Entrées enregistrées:

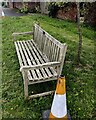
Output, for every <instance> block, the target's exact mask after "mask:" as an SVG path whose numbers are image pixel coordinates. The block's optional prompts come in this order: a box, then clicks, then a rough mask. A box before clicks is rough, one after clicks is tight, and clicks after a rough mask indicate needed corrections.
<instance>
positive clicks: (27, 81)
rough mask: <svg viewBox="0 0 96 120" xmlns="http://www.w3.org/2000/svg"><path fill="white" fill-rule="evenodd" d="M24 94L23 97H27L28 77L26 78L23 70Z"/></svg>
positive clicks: (26, 97)
mask: <svg viewBox="0 0 96 120" xmlns="http://www.w3.org/2000/svg"><path fill="white" fill-rule="evenodd" d="M23 76H24V94H25V99H27V98H28V78H27V72H26V71H25V72H24V74H23Z"/></svg>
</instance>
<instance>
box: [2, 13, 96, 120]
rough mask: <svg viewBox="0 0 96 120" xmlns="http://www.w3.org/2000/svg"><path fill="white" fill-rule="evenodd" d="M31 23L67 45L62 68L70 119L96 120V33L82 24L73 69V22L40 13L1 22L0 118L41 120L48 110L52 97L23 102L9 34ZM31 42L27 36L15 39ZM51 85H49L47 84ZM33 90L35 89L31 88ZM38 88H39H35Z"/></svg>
mask: <svg viewBox="0 0 96 120" xmlns="http://www.w3.org/2000/svg"><path fill="white" fill-rule="evenodd" d="M34 22H39V23H40V25H41V26H42V27H43V28H44V29H45V30H46V31H47V32H49V33H50V34H51V35H53V36H54V37H55V38H56V39H58V40H59V41H61V42H62V43H64V42H65V43H67V45H68V49H67V54H66V60H65V65H64V68H63V71H62V73H63V74H64V75H65V77H66V86H67V106H68V110H69V111H70V115H71V117H72V119H73V120H74V119H75V118H76V119H82V118H84V119H88V118H90V119H92V120H95V119H96V118H95V112H94V111H95V91H94V90H95V79H94V78H95V69H94V67H95V63H94V58H95V53H94V45H95V32H94V30H93V29H92V28H90V27H86V26H84V25H82V34H83V46H82V54H81V64H80V67H79V68H78V67H76V55H77V48H78V33H77V25H76V23H73V22H69V21H64V20H58V19H53V18H49V17H47V16H42V15H40V14H35V15H32V16H23V17H6V18H3V23H2V26H3V27H2V59H3V63H2V103H3V104H2V116H3V118H19V119H20V118H25V119H28V118H31V119H32V120H33V119H37V120H41V119H42V111H44V110H46V109H50V108H51V104H52V100H53V96H50V95H49V96H45V97H40V98H37V99H32V100H30V101H25V100H24V92H23V91H24V90H23V79H22V75H21V73H20V72H19V62H18V58H17V55H16V50H15V47H14V43H13V38H12V36H11V35H12V33H13V32H21V31H22V32H23V31H30V30H31V29H32V26H33V24H34ZM18 39H30V36H23V37H21V36H20V37H18ZM48 86H50V84H48ZM33 88H34V89H36V86H35V87H33ZM38 89H39V88H38Z"/></svg>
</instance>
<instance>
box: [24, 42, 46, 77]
mask: <svg viewBox="0 0 96 120" xmlns="http://www.w3.org/2000/svg"><path fill="white" fill-rule="evenodd" d="M24 45H25V46H26V49H27V51H28V54H29V56H31V60H32V61H33V59H35V61H36V62H34V63H33V64H34V65H36V64H40V62H39V60H38V58H37V56H36V54H35V53H34V51H33V48H32V47H31V46H30V44H29V43H28V41H26V42H25V41H24ZM33 56H34V58H33ZM39 71H41V73H42V74H43V76H44V77H43V76H42V79H44V78H48V76H47V74H46V73H45V71H44V69H41V70H39Z"/></svg>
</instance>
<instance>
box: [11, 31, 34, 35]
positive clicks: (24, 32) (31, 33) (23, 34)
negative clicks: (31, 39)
mask: <svg viewBox="0 0 96 120" xmlns="http://www.w3.org/2000/svg"><path fill="white" fill-rule="evenodd" d="M25 34H31V35H32V34H33V32H32V31H29V32H21V33H13V34H12V35H13V36H17V35H25Z"/></svg>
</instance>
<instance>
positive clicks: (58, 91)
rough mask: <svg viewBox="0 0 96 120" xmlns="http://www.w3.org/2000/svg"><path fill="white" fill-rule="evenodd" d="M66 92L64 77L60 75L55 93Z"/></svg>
mask: <svg viewBox="0 0 96 120" xmlns="http://www.w3.org/2000/svg"><path fill="white" fill-rule="evenodd" d="M65 93H66V86H65V79H64V78H63V77H60V78H59V79H58V82H57V87H56V94H59V95H63V94H65Z"/></svg>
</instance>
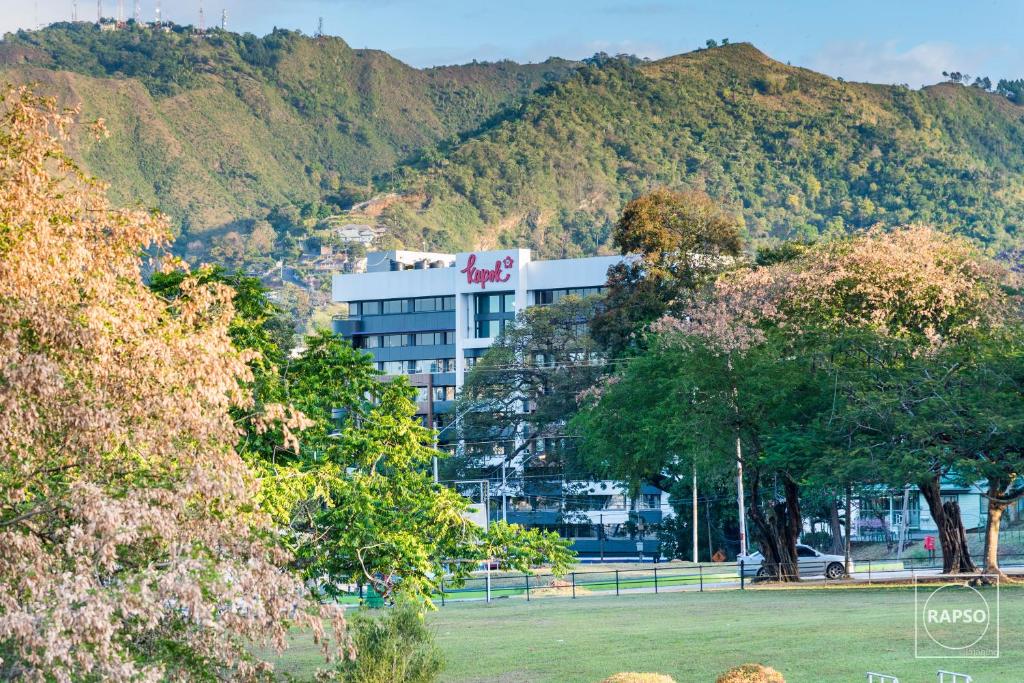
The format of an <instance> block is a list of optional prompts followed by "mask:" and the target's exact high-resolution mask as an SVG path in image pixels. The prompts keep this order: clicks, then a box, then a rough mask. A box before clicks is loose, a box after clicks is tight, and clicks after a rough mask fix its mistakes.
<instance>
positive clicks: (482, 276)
mask: <svg viewBox="0 0 1024 683" xmlns="http://www.w3.org/2000/svg"><path fill="white" fill-rule="evenodd" d="M514 264H515V261H514V260H513V259H512V257H511V256H506V257H505V258H504V259H498V260H497V261H495V267H493V268H477V267H476V254H470V255H469V258H467V259H466V267H465V268H463V269H462V270H460V271H459V272H465V273H466V283H467V284H469V285H479V286H480V289H481V290H485V289H487V283H497V284H501V283H507V282H508V281H509V280H510V279H511V278H512V273H511V272H508V270H509V269H511V268H512V266H513V265H514Z"/></svg>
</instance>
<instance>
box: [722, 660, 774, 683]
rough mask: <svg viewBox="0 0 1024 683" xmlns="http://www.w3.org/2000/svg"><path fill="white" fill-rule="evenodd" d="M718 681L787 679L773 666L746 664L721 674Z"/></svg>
mask: <svg viewBox="0 0 1024 683" xmlns="http://www.w3.org/2000/svg"><path fill="white" fill-rule="evenodd" d="M716 683H785V679H784V678H782V674H780V673H778V672H777V671H775V670H774V669H772V668H771V667H765V666H764V665H760V664H744V665H741V666H739V667H736V668H735V669H730V670H729V671H727V672H725V673H724V674H722V675H721V676H719V677H718V681H716Z"/></svg>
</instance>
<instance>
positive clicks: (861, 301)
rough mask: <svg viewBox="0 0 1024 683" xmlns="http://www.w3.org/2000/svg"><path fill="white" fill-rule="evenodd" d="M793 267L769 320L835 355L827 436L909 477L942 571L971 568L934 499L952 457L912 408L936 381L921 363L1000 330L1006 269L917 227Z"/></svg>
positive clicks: (928, 391)
mask: <svg viewBox="0 0 1024 683" xmlns="http://www.w3.org/2000/svg"><path fill="white" fill-rule="evenodd" d="M793 263H794V264H796V266H795V269H794V270H793V272H792V274H791V276H790V278H788V280H787V284H786V285H785V286H784V288H783V290H782V291H784V292H785V294H784V295H783V296H782V297H780V299H779V300H780V301H781V300H784V301H785V302H786V303H785V306H784V307H781V308H779V309H778V310H776V311H772V315H773V316H774V317H775V318H776V319H779V321H781V319H785V321H786V322H787V325H794V326H796V327H797V328H800V329H807V330H816V331H818V334H819V335H821V337H822V338H823V339H825V340H827V341H826V342H825V343H826V344H827V346H828V347H830V348H833V349H834V351H835V352H830V353H829V358H830V360H829V361H830V364H831V365H834V367H835V370H834V372H835V377H836V387H837V389H836V395H837V396H840V395H843V396H844V398H845V399H846V402H845V410H846V411H848V413H847V414H846V419H844V415H843V413H842V412H839V413H837V415H835V416H834V418H835V419H833V420H830V421H829V424H831V425H836V426H837V427H840V426H842V428H844V429H848V430H849V431H847V432H846V433H845V434H838V433H837V434H835V435H834V438H835V439H838V440H839V441H842V440H843V439H844V438H845V439H846V440H847V441H848V443H849V444H850V449H851V455H857V454H859V456H860V457H862V458H865V459H866V460H867V461H869V462H871V463H874V464H877V463H878V462H879V461H878V459H879V458H884V460H885V462H886V463H887V465H888V466H889V467H891V472H895V473H897V476H906V477H911V479H912V480H915V481H916V483H918V484H919V485H920V487H921V490H922V494H923V496H924V497H925V499H926V501H927V502H928V504H929V508H930V511H931V513H932V517H933V519H934V520H935V522H936V524H937V525H938V527H939V538H940V541H941V542H942V549H943V563H944V570H945V571H946V572H958V571H963V570H973V568H974V564H973V563H972V561H971V558H970V551H969V549H968V547H967V539H966V533H965V530H964V525H963V520H962V519H961V517H959V512H958V509H957V508H956V506H955V504H944V503H943V501H942V498H941V495H940V490H941V481H942V477H943V476H944V475H946V474H948V473H950V472H954V473H955V472H957V471H958V469H959V468H961V466H959V464H958V463H959V458H958V457H957V454H956V453H955V452H951V451H950V450H949V449H947V447H945V446H944V445H943V443H942V442H941V441H942V439H943V438H944V437H943V436H942V431H941V430H939V431H937V430H936V429H935V425H936V422H934V421H932V422H929V421H928V420H924V419H922V416H921V415H920V408H919V404H920V400H919V399H920V398H921V397H922V396H928V395H931V394H930V389H929V387H930V386H934V384H935V380H934V377H932V376H930V375H929V374H928V368H927V366H926V365H923V364H927V361H929V360H930V359H932V358H935V357H939V356H937V355H936V354H937V353H938V352H939V351H940V350H944V349H947V348H950V347H956V346H957V345H970V344H971V343H973V342H974V341H976V340H977V339H978V335H985V334H990V333H991V331H993V330H996V329H998V328H999V327H1000V326H1001V325H1002V323H1004V321H1005V318H1006V316H1007V314H1008V310H1009V304H1008V300H1007V297H1006V295H1005V293H1004V290H1002V281H1004V280H1005V278H1006V272H1005V270H1004V269H1001V268H999V267H998V266H996V265H995V264H992V263H990V262H988V261H986V260H985V259H984V258H982V257H981V256H980V254H979V253H978V252H977V251H976V249H975V248H974V247H972V246H971V245H970V244H968V243H967V242H965V241H963V240H961V239H956V238H951V237H948V236H944V234H941V233H939V232H937V231H935V230H932V229H930V228H927V227H924V226H911V227H907V228H903V229H898V230H894V231H891V232H883V231H879V230H871V231H868V232H867V233H865V234H864V236H861V237H857V238H855V239H851V240H848V241H844V242H836V243H825V244H822V245H820V246H819V247H818V248H816V249H813V250H811V251H810V252H808V254H807V255H806V257H804V258H803V259H800V260H799V261H797V262H793ZM838 407H839V405H838ZM866 416H873V417H872V419H871V421H866ZM908 480H909V479H904V480H903V481H899V482H898V483H899V484H900V485H902V484H903V483H906V482H907V481H908Z"/></svg>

> _Consigne_:
Recopie les données depuis le début jusqu'à la ligne qui contient "positive clicks: (26, 97)", celle-ci comprise, en remplaçant partout "rough mask" par "coarse mask" sans rien toucher d'autre. Ne mets pas les images dans ta réponse.

> _Réponse_:
Output, for every <instance> block, the target's exact mask after "mask:" as an SVG path whose numbers are image pixel coordinates. The block's optional prompts come in this order: a box, then clicks, then a coarse mask. A box before clicks is rough, one after clicks is tight, and clicks after a coarse mask indicate needed corrections.
<instance>
positive clicks: (27, 81)
coarse mask: <svg viewBox="0 0 96 120" xmlns="http://www.w3.org/2000/svg"><path fill="white" fill-rule="evenodd" d="M24 94L23 97H27L28 77L26 78L23 70Z"/></svg>
positive clicks: (26, 97)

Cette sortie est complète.